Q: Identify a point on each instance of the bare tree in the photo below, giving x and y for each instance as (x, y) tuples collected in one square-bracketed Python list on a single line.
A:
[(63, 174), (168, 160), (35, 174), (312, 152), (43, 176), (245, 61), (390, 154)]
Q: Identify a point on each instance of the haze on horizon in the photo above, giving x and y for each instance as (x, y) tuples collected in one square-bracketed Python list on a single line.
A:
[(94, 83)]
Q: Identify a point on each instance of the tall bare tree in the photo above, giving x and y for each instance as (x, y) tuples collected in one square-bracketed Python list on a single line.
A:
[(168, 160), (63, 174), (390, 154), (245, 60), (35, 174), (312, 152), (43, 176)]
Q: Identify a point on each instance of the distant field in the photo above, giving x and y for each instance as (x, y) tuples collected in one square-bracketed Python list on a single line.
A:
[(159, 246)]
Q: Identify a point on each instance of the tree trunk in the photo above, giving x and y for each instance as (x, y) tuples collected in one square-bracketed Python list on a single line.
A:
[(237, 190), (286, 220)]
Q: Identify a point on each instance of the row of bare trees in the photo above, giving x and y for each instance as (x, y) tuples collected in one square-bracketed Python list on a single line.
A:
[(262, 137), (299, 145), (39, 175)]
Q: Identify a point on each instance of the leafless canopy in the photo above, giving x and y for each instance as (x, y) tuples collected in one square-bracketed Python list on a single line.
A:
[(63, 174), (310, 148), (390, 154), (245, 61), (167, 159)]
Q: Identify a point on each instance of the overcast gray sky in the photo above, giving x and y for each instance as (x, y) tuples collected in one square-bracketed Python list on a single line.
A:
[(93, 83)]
______
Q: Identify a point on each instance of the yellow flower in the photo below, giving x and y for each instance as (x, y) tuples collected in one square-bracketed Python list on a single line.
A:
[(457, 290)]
______
* The task:
Gather each line in the data that holds the string "above".

* Response to this task:
Q: Identify a point on each instance of the haze on horizon in the photo above, giving x and y for each instance as (x, y) tuples collected in one square-bracketed Python list on a single line.
Q: Identify a point on each instance of the tall bare tree in the photo above, giving x and y for each instance as (x, y) tuples collected in one square-bracketed Python list on a single line.
Q: Identify a point on each instance of the distant field in the photo above, giving x and y for each instance as (x, y) tuples collected in one square-bracketed Python list on a single line.
Q: Identify a point on each instance of the tree trunk in the photo above, giving x and y for each instance as (x, y) tuples collected in one square-bracketed Python list on a single line.
Q: Identify a point on each instance of the row of bare trees in the photo above, giving x and y for each instance as (x, y) tuples collected in one square-bracketed Python list on a single line.
Q: Identify a point on each instance of the leafless canopy in the photo above, giving x and y for each instance as (x, y) tuples collected in one square-bracketed Python list on a single line.
Q: Identify a point on each instance of the overcast gray sky in the photo above, giving x and y for each instance as (x, y) tuples collected in one square-bracketed Python list on a single line.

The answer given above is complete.